* [Exercise brief]: Retype all the records below exactly as they are, with no image carried over.

* [Data shown]:
-- Opening Marker --
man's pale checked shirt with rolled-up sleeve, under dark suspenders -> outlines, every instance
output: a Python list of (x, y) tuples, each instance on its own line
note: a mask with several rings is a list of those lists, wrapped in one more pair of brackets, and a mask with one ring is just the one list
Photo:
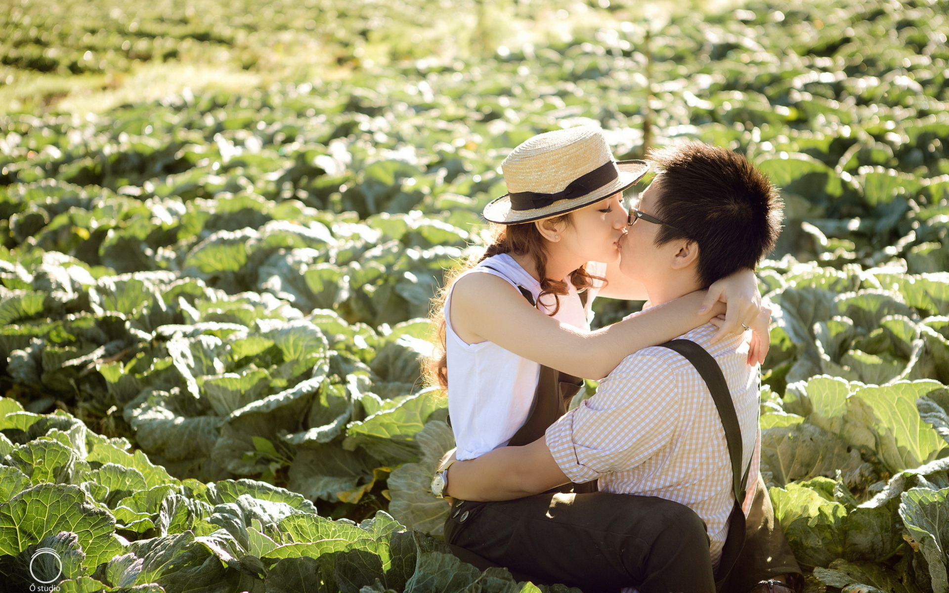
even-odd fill
[[(741, 428), (742, 467), (752, 462), (747, 514), (760, 457), (759, 371), (747, 363), (744, 336), (712, 344), (716, 331), (705, 324), (680, 338), (715, 357), (728, 382)], [(659, 496), (695, 510), (718, 564), (733, 507), (732, 466), (712, 394), (684, 357), (660, 346), (627, 356), (595, 396), (549, 427), (547, 445), (574, 482), (599, 479), (600, 491)]]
-- Closing Marker --
* [Answer below]:
man's pale checked shirt with rolled-up sleeve, under dark suspenders -> outlines, every instance
output: a Python list of (x, y) tuples, each instance on its own line
note: a mask with several rings is a list of those lists, wrapped in one more pair of brackets, and a mask with one ring is just the one list
Photo:
even-odd fill
[[(741, 428), (742, 467), (752, 462), (747, 514), (760, 457), (759, 371), (747, 363), (744, 336), (712, 344), (716, 331), (705, 324), (680, 338), (715, 357), (728, 382)], [(659, 496), (695, 510), (718, 564), (733, 507), (732, 466), (712, 394), (684, 357), (660, 346), (627, 356), (595, 396), (549, 427), (547, 445), (574, 482), (599, 479), (600, 491)]]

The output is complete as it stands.